**Point-per-instance localization data:**

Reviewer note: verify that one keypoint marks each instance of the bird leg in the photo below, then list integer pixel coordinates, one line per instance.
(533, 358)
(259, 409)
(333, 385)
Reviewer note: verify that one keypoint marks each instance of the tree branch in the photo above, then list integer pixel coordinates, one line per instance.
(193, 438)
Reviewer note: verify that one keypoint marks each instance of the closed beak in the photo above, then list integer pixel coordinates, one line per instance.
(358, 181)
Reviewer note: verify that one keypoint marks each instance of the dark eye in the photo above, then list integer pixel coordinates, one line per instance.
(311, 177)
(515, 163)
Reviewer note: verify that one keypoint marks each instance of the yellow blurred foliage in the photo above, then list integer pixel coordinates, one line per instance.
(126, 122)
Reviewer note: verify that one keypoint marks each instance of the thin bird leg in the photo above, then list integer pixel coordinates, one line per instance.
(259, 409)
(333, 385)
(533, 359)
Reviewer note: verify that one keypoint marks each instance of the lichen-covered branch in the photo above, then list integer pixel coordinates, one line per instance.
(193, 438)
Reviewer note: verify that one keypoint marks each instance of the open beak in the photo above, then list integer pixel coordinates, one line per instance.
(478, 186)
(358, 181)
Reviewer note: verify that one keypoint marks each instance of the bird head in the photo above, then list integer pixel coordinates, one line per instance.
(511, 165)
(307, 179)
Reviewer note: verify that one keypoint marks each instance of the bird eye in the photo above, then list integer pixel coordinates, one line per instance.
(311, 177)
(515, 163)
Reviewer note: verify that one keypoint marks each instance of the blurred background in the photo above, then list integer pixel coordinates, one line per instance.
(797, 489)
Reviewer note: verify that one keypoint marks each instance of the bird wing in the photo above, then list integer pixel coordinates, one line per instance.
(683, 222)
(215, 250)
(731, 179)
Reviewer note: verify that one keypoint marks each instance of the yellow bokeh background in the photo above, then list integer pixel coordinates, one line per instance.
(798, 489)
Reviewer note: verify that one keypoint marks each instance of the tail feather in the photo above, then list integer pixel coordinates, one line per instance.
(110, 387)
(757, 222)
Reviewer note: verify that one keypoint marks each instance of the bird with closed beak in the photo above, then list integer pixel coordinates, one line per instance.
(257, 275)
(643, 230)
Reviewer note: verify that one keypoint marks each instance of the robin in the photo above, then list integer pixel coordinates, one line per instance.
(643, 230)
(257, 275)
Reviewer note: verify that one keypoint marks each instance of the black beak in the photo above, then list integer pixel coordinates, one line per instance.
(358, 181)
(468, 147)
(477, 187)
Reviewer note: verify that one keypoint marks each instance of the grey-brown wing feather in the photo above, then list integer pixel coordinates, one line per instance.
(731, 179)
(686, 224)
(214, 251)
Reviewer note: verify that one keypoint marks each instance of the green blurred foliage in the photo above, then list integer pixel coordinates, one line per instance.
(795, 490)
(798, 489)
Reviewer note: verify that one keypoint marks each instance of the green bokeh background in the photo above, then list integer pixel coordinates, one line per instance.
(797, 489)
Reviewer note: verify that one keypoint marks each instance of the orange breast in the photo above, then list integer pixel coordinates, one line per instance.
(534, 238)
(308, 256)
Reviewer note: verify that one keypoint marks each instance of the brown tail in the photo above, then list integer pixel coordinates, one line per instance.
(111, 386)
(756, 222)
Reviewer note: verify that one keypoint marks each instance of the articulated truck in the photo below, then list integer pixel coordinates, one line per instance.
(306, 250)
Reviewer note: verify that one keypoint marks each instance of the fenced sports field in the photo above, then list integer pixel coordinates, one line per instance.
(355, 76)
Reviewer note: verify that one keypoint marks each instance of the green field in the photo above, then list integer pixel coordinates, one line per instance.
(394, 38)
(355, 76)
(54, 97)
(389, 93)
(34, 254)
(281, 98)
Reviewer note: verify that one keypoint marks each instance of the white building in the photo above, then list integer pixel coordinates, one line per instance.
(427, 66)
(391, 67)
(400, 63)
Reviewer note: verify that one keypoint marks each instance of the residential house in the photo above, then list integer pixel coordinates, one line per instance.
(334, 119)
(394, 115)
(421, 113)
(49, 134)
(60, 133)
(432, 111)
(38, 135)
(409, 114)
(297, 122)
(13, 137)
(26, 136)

**Your task:** Copy out the full set of entries without altering anything.

**Exercise result:**
Reviewer note: verify that one keypoint marks each instance of the bird leg in the photo below, then list integer pixel coordinates, one line per instance.
(533, 358)
(259, 409)
(333, 385)
Reviewer note: verify that one keypoint marks each instance of the tree branch in the photo above, then list integer pixel coordinates, one line per instance.
(193, 438)
Reviewer note: verify that one keypoint marks each instance of the closed beak in the photo above, then list integer pixel coordinates, one line per instance.
(358, 181)
Reviewer note: verify that one keypoint marks each instance of the dark eye in the photo above, then list integer pixel coordinates, one line per instance.
(311, 177)
(515, 163)
Reviewer note: verify that one keypoint marks each instance of the yellow blurred foliage in the photo above, then list integer pixel coordinates, one line per instance.
(126, 122)
Reviewer note: verify that one keypoint marks each instance of the thin bird leg in the photo above, then list integer pixel coordinates, one line per instance.
(259, 409)
(333, 385)
(533, 359)
Reviewer note: verify that one keypoint marks each instance of the lichen-covered branch in the photo above, then list integer pixel coordinates, one line per instance.
(193, 438)
Reviewer note: verify that one keypoint marks each instance of the open beak in the photo above, then list integer pixel coordinates, one line per instance.
(478, 186)
(358, 181)
Reviewer note: verify that one keypoint marks each instance of the bird head in the photo above, then list integer pixel coordinates, one line per instance.
(511, 165)
(307, 179)
Reviewer note: verify that one keypoint marks each instance of the bird eye in the photo above, then list integer pixel coordinates, one line per instance.
(311, 177)
(515, 163)
Reviewer note: verify that one keypoint marks each instance of the blurred background in the photo above, then list integer pixel coordinates, one line per instance.
(797, 489)
Reviewer note: verify that one keypoint marks each instance of the bird wing in the photo above, then list integer pixel coordinates, one line per instance.
(683, 222)
(215, 250)
(731, 179)
Reviewer note: verify that one keypoint marks each instance of the yellow bokeh background in the photo above, then list integer pixel coordinates, one line per instance.
(798, 489)
Reviewer note: verify that one keypoint marks each instance of the tail feather in the photo above, then list integer pixel coordinates, one line per instance.
(110, 387)
(757, 222)
Reviewer note: verify that one keypoint marks each instance of the bird with closed beak in the photo above, then list integer pixel coordinates, one line per instance.
(257, 275)
(643, 230)
Reviewer note: verify that one keypoint marks each instance of the robin in the photo above, then list integer pixel coordinates, one line per instance.
(643, 230)
(257, 275)
Reviewer note: verify that one keypoint marks each instance of the black beak in the photo above, then list integer pixel coordinates, one line per instance.
(358, 181)
(468, 147)
(477, 187)
Reviewer note: verify that one keypoint marks each instance of the grey-brown wing feather in the photo above, then list integer pixel coordinates, one line per instance.
(731, 179)
(686, 224)
(214, 251)
Reviewer note: verify that one keypoint marks each instance of the green blurred foliage in the photo above, then list integer pixel coordinates, one line per instance.
(795, 490)
(798, 489)
Reviewer note: verify that one keypoint marks each instance of the green bokeh background in the photo above, then list integer pixel coordinates, one line per instance.
(797, 489)
Reviewer note: verify that one keypoint marks each instance of the orange breast in the photo above, then list integer pixel coordinates, one line per instance.
(534, 238)
(308, 256)
Reviewer note: verify that one keypoint marks each instance of the brown tail in the photo above, then list integer pixel coordinates, one line per instance.
(111, 386)
(756, 222)
Reviewer note: verify that one keypoint marks each instance of the articulated truck in the photo below, then list integer pixel coordinates, one line per instance.
(306, 250)
Reviewer note: verify that one keypoint marks each instance of the fenced sports field in the photo above, then list integer pixel coordinates, one line per instance.
(355, 76)
Reviewer note: verify that one keypoint marks each instance of the green field in the photo above, then list integer pixel coordinates, one line per instance.
(394, 38)
(355, 76)
(54, 97)
(389, 93)
(34, 254)
(281, 98)
Reviewer note: verify that one keypoint marks each instance of the white building in the photo above, then list integer pixel coordinates, one line per instance.
(427, 66)
(391, 67)
(400, 63)
Reviewer note: verify that one keypoint marks each instance of the residential house in the photo above, then list integer pixel coordinates, one line per instance.
(334, 119)
(394, 115)
(421, 113)
(49, 134)
(60, 133)
(432, 111)
(38, 135)
(409, 114)
(297, 122)
(13, 137)
(26, 136)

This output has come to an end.